(Task): Read the data and repeat it in full, exactly.

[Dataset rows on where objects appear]

[Begin]

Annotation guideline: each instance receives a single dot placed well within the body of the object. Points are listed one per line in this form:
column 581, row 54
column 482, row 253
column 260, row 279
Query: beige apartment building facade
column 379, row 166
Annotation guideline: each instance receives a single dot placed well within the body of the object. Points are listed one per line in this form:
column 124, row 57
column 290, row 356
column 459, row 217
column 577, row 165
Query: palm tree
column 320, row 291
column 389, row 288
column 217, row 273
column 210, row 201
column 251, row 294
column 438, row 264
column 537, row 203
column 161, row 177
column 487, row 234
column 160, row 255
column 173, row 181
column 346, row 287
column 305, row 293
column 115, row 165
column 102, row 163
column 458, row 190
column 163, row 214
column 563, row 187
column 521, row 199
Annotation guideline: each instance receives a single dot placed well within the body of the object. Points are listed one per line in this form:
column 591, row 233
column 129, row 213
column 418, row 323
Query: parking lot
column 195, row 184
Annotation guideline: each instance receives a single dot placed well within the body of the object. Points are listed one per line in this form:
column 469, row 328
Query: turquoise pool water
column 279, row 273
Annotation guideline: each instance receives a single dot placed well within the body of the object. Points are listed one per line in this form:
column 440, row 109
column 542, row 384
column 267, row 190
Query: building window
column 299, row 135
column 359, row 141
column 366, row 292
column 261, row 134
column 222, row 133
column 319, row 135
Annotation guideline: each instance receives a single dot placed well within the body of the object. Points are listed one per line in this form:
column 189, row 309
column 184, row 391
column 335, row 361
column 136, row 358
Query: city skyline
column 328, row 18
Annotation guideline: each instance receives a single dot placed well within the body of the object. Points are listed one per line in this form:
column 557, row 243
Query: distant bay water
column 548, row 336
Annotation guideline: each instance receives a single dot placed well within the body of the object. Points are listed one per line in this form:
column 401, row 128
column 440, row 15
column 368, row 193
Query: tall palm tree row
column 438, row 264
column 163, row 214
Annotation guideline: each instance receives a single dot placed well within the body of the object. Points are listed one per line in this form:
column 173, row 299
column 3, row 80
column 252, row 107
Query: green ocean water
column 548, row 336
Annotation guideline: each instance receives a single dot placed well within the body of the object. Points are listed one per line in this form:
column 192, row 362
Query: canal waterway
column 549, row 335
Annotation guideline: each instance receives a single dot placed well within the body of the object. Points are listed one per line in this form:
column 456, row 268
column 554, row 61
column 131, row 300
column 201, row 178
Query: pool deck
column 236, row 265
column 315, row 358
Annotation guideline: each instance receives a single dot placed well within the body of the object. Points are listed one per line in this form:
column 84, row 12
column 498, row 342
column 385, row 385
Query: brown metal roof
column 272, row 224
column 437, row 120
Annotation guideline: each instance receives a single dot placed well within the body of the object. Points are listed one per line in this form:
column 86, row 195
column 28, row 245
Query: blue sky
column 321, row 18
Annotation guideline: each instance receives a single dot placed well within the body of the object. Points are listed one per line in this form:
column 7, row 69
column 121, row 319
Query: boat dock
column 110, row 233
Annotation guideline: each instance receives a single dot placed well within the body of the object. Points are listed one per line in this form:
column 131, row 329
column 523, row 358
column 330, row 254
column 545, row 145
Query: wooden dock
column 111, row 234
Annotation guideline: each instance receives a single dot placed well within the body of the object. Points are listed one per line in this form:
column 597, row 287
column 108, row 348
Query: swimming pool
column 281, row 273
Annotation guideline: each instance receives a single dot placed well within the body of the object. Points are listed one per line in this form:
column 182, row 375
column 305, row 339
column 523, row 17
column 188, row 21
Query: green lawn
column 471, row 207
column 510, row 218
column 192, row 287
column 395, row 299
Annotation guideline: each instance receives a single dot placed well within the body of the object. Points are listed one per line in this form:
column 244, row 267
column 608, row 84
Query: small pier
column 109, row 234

[End]

(Final result):
Annotation guideline: each instance receives a single dot placed well within the body of the object. Points are listed one per line in this form:
column 581, row 54
column 482, row 253
column 260, row 279
Query: beige apartment building facade
column 379, row 166
Annotation guideline: each instance receives a single dot placed well within the body of the object. Points are listed one per line in this form:
column 124, row 57
column 290, row 356
column 459, row 217
column 577, row 165
Query: palm tree
column 320, row 291
column 389, row 288
column 217, row 273
column 210, row 201
column 251, row 294
column 438, row 264
column 537, row 203
column 161, row 177
column 487, row 234
column 160, row 255
column 173, row 181
column 346, row 287
column 305, row 293
column 115, row 165
column 102, row 163
column 458, row 190
column 163, row 214
column 563, row 187
column 521, row 199
Annotation guideline: each instance receives a single dot placed well within the body of the object. Points are listed one per line in this form:
column 591, row 233
column 129, row 213
column 418, row 323
Query: parking lot
column 195, row 184
Annotation guideline: each instance receives a single dot placed well within the body of the object. Points are listed one per line in this form:
column 469, row 328
Query: turquoise pool water
column 279, row 273
Annotation guideline: each instance receives a single dot placed well within the body of the object. Points are listed one per line in this form:
column 440, row 109
column 542, row 384
column 267, row 190
Query: building window
column 299, row 135
column 359, row 141
column 366, row 292
column 261, row 134
column 222, row 133
column 319, row 135
Annotation guideline: each instance receives a single dot placed well within the body of the object. Points are listed one per line in this form:
column 189, row 309
column 184, row 391
column 335, row 361
column 136, row 358
Query: city skyline
column 328, row 18
Annotation guideline: each instance receives a single dot placed well within the body of the object. Points are listed one per line in this form:
column 557, row 243
Query: distant bay water
column 548, row 336
Annotation guideline: each instance receives a single dot placed well within the body of the object. Points are listed one per line in this form:
column 401, row 128
column 440, row 15
column 368, row 193
Query: tall palm tree row
column 438, row 264
column 163, row 214
Annotation guideline: each instance receives a single dot placed well within the body of the object. Points are listed one per line in this form:
column 173, row 299
column 3, row 80
column 252, row 107
Query: green ocean water
column 548, row 336
Annotation guideline: each instance receives a single dot placed well within the body of the object. Points are listed one per line in this form:
column 192, row 362
Query: canal waterway
column 549, row 335
Annotation guideline: each instance receives a single dot placed well within the body of the object. Points are listed one per line in this form:
column 456, row 268
column 554, row 61
column 131, row 300
column 201, row 178
Query: pool deck
column 236, row 265
column 315, row 358
Annotation guideline: each instance receives a single dot placed well within the body of the object. Points are listed one per line in this form:
column 84, row 12
column 498, row 342
column 385, row 385
Query: brown metal roof
column 272, row 224
column 437, row 120
Annotation guideline: each instance receives a single dot placed well within the body of the object. Points are listed one per line in this form:
column 86, row 195
column 28, row 245
Query: blue sky
column 321, row 18
Annotation guideline: each instance receives a single dot placed well within the body of the object. Points are listed one per line in this form:
column 7, row 69
column 121, row 319
Query: boat dock
column 110, row 233
Annotation guideline: each instance receives a single dot placed well within the body of the object. Points are listed one per line in this form:
column 131, row 329
column 523, row 358
column 330, row 254
column 545, row 145
Query: wooden dock
column 111, row 234
Annotation guideline: each instance receives a single dot placed well within the body of the object. Points are listed one per line in this form:
column 597, row 287
column 108, row 348
Query: swimming pool
column 281, row 273
Annotation guideline: each instance receives a single dot placed well within the body of the object. Points are listed one per line in this form:
column 182, row 375
column 305, row 339
column 523, row 17
column 188, row 21
Query: green lawn
column 471, row 207
column 510, row 218
column 192, row 287
column 395, row 299
Annotation guideline: each instance receives a single dot placed well within the body of the object. Points are listed one per line in this form:
column 244, row 267
column 608, row 84
Query: small pier
column 109, row 234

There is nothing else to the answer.